Ein unterirdischer Palast für 148 Millionen Euro – gebaut für Emmanuel Macron, bezahlt vom französischen Steuerzahler? Diese Behauptung macht seit dem 1. Oktober 2025 in sozialen Netzwerken die Runde. Sie klingt wie aus einem dystopischen Politthriller – ist aber frei erfunden. Die Geschichte vom „geheimen Luxus-Bunker des Präsidenten“ ist nicht nur falsch, sondern ein Paradebeispiel für gezielte Desinformation, wie sie Europa seit Beginn des Ukraine-Kriegs zunehmend erlebt.
Ein kurzer Clip, zwei Minuten lang, veröffentlicht auf X (ehemals Twitter), hat den Stein ins Rollen gebracht. Rund 300.000 Mal wurde er inzwischen angesehen. Darin wird behauptet, der französische Präsident lasse sich im Geheimen einen hochmodernen Bunker bauen – mit allem erdenklichen Komfort, versteht sich. Den Auftrag dafür soll er an eine Schweizer Firma namens „Oppidium“ vergeben haben. Vorauszahlung: 50 Millionen Euro. Abgesegnet von Alexis Kohler, dem ehemaligen Generalsekretär des Élysée-Palasts. Klingt spektakulär – ist aber kompletter Unsinn.

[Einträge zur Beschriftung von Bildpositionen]
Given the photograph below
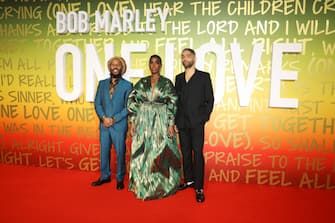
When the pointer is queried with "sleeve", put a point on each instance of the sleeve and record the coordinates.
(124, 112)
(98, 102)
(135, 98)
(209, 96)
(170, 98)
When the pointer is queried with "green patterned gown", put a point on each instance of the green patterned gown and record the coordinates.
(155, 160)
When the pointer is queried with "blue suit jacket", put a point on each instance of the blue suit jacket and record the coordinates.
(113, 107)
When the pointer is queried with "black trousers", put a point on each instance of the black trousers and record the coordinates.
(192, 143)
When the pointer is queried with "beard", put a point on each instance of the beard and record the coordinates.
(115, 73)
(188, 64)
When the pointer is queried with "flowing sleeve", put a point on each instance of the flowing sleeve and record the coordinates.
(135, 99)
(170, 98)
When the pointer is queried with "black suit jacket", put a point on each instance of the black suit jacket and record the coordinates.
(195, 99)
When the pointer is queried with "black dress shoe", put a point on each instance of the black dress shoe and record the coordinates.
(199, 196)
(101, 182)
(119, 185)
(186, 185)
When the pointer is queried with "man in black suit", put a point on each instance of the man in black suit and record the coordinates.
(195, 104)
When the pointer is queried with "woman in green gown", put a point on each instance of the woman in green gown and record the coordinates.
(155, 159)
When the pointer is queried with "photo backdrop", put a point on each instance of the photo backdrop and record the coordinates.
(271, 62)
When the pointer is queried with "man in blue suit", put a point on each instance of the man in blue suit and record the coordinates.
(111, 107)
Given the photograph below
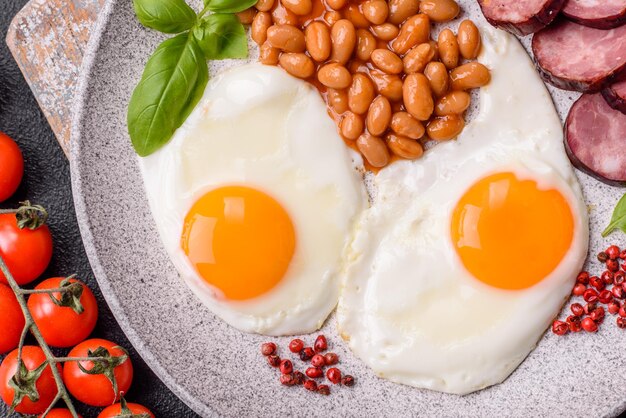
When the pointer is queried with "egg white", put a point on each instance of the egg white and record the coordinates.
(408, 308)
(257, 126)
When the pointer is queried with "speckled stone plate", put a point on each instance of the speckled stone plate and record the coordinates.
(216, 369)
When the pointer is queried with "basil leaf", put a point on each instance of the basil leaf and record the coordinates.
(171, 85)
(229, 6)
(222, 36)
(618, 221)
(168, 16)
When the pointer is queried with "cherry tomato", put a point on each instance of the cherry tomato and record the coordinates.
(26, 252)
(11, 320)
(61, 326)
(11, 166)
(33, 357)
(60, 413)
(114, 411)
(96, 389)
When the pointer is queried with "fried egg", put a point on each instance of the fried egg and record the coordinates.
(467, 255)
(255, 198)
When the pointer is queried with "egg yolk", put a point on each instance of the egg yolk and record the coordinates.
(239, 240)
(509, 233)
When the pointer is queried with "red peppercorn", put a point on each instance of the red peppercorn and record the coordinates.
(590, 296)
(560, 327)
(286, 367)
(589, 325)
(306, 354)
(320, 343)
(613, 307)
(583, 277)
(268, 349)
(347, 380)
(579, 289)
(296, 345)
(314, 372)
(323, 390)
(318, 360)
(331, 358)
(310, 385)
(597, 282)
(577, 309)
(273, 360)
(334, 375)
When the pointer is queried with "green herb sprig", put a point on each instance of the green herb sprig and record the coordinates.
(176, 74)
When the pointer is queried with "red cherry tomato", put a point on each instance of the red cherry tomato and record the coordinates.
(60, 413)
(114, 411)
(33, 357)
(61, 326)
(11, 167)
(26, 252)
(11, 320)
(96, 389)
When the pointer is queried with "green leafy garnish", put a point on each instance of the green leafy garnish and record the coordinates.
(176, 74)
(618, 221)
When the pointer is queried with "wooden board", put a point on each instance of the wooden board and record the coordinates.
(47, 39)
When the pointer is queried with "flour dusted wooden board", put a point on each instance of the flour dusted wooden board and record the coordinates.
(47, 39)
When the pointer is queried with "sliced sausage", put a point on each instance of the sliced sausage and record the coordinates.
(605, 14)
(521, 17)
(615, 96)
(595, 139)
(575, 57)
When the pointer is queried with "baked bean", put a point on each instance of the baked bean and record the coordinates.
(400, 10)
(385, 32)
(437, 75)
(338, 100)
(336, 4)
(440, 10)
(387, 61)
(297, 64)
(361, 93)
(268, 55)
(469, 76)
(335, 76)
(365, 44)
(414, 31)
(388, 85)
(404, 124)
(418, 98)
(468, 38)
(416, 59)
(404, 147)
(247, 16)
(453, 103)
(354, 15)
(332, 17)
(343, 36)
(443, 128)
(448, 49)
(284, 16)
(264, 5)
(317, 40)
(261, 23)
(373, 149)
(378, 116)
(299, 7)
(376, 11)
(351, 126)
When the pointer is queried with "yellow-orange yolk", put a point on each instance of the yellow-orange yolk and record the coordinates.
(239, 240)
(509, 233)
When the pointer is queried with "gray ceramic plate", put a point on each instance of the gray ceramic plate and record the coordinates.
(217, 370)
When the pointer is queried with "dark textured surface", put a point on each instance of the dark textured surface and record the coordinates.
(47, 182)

> **Aufgabe**
Nimm bitte den Lesetext über den angeblichen Luxus-Bunker für Emmanuel Macron wieder auf und schreib ihn nach seinem letzten Satz weiter.

> **Richtige Antwort**
Ein Bunker, der nie gebaut wurde – von einer Firma, die es nicht mehr gibt
Schon ein kurzer Faktencheck entlarvt das Video als plumpen Fake. Die genannte Firma heißt nicht „Oppidium“, sondern „Oppidum“ – sie war tatsächlich auf Luxus-Bunker für reiche Privatkunden spezialisiert. Nur: Sie existiert nicht mehr. Oppidum wurde bereits im Frühjahr 2025 aufgelöst. Der Eintrag im Schweizer Handelsregister belegt das schwarz auf weiß. Die Firmenwebseite? Offline. Der Social-Media-Account? Verschwunden.
Allein dieser Punkt macht die Geschichte bereits unhaltbar. Es ist schlicht unmöglich, dass der Élysée im September 2025 einen Millionenauftrag an eine nicht mehr existierende Firma vergibt – geschweige denn eine Vorauszahlung in der Größenordnung eines mittleren Krankenhausbudgets leistet.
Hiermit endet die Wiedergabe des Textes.